**Work instruction**
All records below must be written out exactly, with the pictures excluded.

★ ★ ★ ★ ★

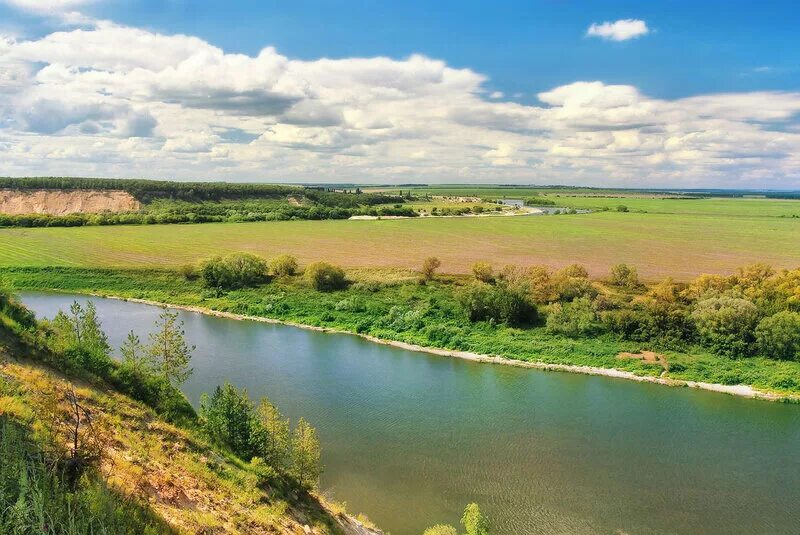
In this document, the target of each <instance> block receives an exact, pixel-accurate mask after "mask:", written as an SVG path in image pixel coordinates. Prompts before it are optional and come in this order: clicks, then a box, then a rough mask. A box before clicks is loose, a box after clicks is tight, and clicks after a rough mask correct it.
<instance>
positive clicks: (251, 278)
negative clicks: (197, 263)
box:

★ ★ ★ ★ ★

**Solution**
In this document, the target of each <instance> block receives an exact, pixel-accurate mask after "mask:", written as an SVG path in image pixel coordinates. Prompts before it are optional and come in this order: clicks, then a box, then a rough mask. A box before clicks is loose, a box after clicks is tight, and clicks after a rough mask correct it.
<instance>
positive clicks: (251, 278)
negative clicks: (197, 263)
box:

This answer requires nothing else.